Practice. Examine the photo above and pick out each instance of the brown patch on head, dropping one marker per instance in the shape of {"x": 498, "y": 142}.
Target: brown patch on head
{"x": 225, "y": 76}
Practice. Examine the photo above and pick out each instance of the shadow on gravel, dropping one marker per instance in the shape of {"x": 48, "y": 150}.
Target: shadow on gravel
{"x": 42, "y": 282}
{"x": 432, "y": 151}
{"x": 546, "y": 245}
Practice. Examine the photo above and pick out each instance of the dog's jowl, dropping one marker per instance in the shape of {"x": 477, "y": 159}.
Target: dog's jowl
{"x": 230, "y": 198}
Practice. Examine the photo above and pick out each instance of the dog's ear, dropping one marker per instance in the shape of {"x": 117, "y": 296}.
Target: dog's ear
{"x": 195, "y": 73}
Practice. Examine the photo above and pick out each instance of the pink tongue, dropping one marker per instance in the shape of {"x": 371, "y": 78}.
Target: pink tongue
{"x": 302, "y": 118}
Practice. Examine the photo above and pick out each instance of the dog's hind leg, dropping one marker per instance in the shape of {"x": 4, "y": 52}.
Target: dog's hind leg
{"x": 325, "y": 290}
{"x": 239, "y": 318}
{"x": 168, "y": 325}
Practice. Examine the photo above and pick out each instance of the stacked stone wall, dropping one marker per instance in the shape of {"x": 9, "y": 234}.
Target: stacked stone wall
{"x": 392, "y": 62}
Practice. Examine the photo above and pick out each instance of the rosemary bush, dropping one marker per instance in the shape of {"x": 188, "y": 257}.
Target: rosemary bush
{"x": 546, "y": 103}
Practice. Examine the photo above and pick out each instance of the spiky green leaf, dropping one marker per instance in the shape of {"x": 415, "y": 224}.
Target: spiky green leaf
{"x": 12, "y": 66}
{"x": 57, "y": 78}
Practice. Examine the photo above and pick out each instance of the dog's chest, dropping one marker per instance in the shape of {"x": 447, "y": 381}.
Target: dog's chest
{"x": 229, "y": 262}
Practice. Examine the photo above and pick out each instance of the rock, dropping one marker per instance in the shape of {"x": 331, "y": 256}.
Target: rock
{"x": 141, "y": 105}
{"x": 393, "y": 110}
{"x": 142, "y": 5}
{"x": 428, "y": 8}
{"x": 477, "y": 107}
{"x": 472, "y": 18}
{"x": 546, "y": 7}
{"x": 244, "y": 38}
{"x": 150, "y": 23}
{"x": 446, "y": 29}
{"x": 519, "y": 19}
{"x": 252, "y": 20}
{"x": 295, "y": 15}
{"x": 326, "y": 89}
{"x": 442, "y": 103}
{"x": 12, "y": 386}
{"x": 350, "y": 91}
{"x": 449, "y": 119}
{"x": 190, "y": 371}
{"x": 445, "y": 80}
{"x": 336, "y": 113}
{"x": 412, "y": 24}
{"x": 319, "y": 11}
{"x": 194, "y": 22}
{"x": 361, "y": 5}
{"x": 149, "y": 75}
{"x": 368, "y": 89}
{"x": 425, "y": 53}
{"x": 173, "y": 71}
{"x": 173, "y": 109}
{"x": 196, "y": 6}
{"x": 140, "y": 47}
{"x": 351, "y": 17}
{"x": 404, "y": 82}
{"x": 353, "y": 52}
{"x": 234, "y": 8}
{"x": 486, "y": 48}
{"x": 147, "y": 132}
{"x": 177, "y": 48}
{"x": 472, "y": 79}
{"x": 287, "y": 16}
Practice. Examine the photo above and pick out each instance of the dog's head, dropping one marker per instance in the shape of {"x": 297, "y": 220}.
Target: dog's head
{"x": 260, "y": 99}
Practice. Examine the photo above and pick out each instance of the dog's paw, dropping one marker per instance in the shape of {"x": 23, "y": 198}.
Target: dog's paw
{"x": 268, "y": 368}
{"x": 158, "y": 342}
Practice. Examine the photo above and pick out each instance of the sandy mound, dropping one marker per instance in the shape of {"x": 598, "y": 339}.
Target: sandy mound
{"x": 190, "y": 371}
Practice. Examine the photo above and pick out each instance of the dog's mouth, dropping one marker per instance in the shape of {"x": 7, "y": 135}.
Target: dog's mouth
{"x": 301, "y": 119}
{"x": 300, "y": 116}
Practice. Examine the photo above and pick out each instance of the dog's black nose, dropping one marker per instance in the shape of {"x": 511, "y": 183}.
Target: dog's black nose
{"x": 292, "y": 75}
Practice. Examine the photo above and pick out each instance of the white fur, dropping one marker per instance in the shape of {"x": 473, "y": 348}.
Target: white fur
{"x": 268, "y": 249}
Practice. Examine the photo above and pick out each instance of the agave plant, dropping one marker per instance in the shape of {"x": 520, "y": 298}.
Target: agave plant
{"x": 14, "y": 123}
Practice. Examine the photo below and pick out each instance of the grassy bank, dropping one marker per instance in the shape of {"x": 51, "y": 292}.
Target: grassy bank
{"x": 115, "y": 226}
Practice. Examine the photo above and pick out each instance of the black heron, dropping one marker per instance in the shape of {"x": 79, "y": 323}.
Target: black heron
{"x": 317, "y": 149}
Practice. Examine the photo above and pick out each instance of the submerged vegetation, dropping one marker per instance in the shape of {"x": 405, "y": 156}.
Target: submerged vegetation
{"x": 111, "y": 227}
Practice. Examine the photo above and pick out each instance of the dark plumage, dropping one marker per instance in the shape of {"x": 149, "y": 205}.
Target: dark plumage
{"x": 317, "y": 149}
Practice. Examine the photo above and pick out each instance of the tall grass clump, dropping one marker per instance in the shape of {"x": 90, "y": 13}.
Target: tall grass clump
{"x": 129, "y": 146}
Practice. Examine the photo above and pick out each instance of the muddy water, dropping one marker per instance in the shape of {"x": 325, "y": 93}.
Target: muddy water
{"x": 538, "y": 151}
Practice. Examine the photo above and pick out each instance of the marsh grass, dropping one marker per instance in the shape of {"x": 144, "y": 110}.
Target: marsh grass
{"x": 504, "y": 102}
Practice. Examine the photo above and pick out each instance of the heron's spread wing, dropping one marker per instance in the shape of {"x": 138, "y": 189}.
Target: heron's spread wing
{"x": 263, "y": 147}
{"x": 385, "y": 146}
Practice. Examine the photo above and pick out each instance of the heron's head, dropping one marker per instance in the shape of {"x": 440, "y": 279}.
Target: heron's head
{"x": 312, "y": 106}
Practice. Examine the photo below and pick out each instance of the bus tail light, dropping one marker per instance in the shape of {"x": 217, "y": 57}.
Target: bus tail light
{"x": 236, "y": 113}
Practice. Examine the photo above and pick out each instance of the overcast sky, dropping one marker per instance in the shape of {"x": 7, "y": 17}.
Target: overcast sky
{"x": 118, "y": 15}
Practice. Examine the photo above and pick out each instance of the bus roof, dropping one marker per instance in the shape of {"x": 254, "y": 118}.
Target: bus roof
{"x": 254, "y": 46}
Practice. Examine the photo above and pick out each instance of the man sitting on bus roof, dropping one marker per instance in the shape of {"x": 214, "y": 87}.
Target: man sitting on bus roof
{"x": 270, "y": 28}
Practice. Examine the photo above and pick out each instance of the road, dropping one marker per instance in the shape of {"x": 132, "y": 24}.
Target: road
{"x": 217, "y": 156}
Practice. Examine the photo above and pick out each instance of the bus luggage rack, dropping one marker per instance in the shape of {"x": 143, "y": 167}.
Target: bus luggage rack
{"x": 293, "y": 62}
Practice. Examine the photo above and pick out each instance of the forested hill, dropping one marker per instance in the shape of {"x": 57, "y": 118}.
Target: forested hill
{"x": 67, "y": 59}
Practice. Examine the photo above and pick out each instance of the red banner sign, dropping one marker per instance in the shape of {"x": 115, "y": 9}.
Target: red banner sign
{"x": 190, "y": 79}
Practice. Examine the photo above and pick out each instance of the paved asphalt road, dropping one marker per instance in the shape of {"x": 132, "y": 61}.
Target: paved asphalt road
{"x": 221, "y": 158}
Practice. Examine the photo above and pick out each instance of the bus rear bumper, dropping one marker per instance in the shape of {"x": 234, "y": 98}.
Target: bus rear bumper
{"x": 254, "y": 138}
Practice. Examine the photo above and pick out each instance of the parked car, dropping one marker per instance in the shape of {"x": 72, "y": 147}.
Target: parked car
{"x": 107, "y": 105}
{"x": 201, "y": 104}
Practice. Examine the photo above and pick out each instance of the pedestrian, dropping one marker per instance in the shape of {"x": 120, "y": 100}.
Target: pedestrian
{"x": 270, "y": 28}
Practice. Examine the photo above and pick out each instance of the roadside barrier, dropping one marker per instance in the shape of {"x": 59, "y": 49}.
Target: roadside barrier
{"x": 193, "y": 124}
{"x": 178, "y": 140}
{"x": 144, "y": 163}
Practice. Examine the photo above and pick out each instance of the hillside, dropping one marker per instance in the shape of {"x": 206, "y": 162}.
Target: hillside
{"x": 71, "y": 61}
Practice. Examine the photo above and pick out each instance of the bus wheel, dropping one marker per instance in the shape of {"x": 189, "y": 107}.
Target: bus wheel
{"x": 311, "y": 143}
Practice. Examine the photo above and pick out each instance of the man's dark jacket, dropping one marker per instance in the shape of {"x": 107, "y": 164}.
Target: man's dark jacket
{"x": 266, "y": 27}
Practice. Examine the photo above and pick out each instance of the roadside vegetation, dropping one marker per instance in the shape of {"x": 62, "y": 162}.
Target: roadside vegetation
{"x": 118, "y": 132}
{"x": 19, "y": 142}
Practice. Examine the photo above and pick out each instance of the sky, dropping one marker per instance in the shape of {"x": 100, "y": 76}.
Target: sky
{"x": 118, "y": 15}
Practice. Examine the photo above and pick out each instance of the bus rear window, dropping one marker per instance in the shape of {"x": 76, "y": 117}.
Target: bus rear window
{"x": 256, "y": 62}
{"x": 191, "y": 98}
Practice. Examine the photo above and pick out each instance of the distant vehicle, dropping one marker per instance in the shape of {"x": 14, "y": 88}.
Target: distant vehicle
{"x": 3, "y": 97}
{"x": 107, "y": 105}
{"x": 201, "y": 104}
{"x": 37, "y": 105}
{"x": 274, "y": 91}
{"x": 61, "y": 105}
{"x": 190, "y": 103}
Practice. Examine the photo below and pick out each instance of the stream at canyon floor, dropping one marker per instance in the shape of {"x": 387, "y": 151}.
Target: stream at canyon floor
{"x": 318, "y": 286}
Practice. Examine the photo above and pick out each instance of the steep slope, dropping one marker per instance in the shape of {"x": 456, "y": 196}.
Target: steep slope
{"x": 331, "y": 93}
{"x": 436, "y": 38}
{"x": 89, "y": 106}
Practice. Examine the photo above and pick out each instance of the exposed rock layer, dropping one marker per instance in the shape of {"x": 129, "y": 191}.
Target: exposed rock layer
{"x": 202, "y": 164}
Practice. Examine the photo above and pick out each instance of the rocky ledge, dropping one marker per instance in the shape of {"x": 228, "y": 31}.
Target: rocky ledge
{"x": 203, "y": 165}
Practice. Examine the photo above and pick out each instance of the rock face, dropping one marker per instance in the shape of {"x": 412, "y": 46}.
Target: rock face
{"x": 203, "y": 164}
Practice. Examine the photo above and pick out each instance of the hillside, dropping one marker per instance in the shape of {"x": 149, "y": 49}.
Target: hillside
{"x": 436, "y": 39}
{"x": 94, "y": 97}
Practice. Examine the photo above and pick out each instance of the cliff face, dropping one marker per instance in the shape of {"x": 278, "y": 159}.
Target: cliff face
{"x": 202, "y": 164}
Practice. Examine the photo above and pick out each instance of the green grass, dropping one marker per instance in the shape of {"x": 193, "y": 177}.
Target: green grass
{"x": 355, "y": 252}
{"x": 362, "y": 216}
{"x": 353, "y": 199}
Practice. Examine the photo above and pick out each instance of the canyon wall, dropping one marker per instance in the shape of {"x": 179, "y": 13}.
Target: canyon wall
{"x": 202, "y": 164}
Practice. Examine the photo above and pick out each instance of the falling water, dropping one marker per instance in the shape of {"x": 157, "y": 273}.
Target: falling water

_Task details_
Print from the line containing "of the rocky" to the last line above, exactly as written.

_Solution to this problem_
Practice. Examine the photo above and pick out each instance of the rocky ledge, dropping one marker per instance in the shape of {"x": 228, "y": 31}.
Target: rocky ledge
{"x": 203, "y": 165}
Practice. Examine the photo above and pick out each instance of the rock face, dropping one marker per instance in the shape of {"x": 412, "y": 46}.
Target: rock face
{"x": 203, "y": 164}
Practice. Examine the photo above and pick out each instance of the hillside, dropping one marker per instance in the shape of {"x": 149, "y": 49}.
Target: hillside
{"x": 436, "y": 39}
{"x": 94, "y": 97}
Practice. Examine the photo above and pick out each instance of the cliff face, dropping one marker per instance in the shape of {"x": 278, "y": 159}.
Target: cliff face
{"x": 202, "y": 164}
Practice. Examine the photo above and pick out each instance of the green grass, dropping one marker per instance in the shape of {"x": 193, "y": 177}.
Target: green grass
{"x": 355, "y": 252}
{"x": 362, "y": 216}
{"x": 353, "y": 199}
Practice. Examine the photo above and pick out each instance of the canyon wall, dropping one marker per instance in the shape of {"x": 179, "y": 13}.
Target: canyon wall
{"x": 202, "y": 164}
Practice. Examine the photo above and pick out each instance of the falling water, dropping one marker per instance in the shape of {"x": 157, "y": 273}.
Target: falling water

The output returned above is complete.